_WHAT THIS TASK INVOLVES:_ Using the data that follows, return exactly the lines from the one that contains "# indicate every instance of the cat's front" through the one that contains "# indicate every instance of the cat's fluffy", ends included.

** Opening EXTRACTED RECORDS block **

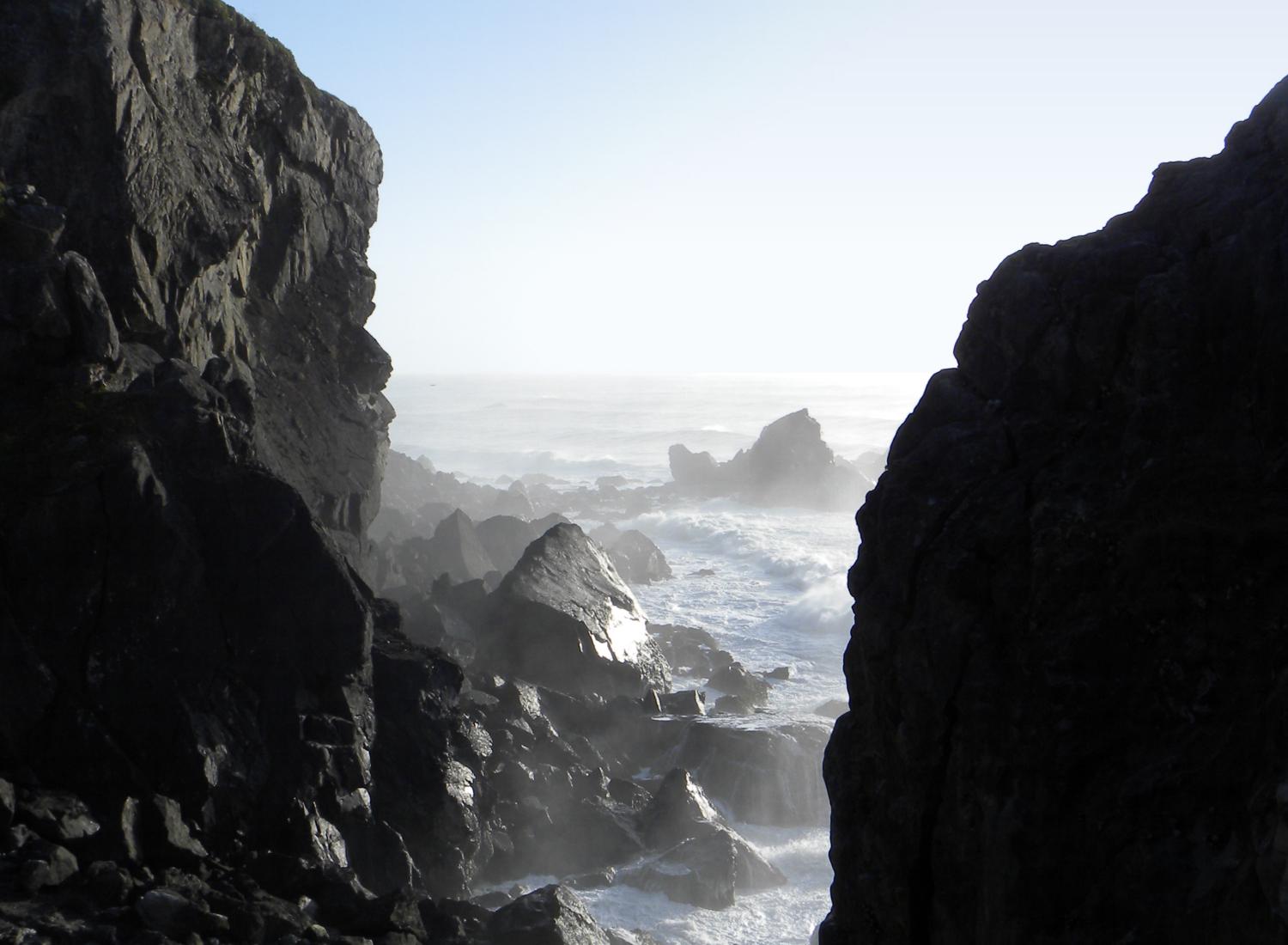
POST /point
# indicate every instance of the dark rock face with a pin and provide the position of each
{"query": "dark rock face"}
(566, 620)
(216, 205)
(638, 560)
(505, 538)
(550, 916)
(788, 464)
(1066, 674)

** Closing EXTRACTED RECORDS block **
** Opening EXTRACTED RECORDS block **

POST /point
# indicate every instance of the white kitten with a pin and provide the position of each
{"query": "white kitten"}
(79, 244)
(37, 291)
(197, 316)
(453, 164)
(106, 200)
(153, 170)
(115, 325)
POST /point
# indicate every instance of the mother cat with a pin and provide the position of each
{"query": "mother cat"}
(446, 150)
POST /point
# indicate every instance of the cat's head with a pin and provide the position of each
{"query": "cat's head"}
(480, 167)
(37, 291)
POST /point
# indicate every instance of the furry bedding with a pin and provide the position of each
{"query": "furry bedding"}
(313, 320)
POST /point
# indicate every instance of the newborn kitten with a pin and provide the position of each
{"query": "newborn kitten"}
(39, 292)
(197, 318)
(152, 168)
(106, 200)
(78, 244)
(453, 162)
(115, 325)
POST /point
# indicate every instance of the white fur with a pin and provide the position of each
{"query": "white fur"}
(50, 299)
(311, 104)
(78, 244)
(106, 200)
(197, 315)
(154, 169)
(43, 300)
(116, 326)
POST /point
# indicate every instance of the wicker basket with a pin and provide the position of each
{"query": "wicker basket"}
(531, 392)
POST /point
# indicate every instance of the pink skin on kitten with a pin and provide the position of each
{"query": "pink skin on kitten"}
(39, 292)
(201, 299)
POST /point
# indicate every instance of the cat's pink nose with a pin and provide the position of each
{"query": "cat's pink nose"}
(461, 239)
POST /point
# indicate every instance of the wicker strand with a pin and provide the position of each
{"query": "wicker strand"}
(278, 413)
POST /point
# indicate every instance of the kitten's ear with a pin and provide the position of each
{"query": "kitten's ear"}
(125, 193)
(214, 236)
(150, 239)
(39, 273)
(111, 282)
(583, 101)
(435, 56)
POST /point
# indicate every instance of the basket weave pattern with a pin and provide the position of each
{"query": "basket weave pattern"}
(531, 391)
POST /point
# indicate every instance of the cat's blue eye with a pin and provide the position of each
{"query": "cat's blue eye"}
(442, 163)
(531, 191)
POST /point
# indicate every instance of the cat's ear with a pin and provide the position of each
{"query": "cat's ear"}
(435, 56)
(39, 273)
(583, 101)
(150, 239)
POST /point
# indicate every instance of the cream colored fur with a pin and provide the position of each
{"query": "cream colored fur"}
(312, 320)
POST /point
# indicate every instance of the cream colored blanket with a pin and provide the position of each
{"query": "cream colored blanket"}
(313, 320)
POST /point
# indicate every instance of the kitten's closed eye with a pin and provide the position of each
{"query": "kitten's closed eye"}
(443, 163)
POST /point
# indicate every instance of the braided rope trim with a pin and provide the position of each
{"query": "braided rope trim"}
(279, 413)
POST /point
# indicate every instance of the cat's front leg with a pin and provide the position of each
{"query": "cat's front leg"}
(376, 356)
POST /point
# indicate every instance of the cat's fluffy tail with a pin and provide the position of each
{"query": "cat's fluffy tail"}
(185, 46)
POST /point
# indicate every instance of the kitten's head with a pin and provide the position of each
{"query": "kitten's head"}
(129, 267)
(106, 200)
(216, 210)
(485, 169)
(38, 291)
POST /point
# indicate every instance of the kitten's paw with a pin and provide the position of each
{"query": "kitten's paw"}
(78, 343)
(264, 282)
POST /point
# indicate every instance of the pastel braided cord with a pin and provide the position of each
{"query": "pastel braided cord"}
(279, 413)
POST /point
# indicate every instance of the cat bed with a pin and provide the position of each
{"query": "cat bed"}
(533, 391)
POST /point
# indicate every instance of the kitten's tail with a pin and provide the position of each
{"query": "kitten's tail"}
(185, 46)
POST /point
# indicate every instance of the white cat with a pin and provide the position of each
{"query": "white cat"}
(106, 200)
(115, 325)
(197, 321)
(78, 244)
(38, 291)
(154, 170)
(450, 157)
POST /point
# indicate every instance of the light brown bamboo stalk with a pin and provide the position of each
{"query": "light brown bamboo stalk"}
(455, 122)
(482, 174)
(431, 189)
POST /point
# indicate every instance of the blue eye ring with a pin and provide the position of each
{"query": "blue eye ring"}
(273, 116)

** Closing EXTRACTED RECORDS block **

_OUTPUT BELOW:_
# indicate every instance of the cat's front leg with a pin and provide the position of each
{"query": "cat's front leg"}
(376, 356)
POST /point
# indicate every instance of the cat's fluffy tail with a pin and provide the position of each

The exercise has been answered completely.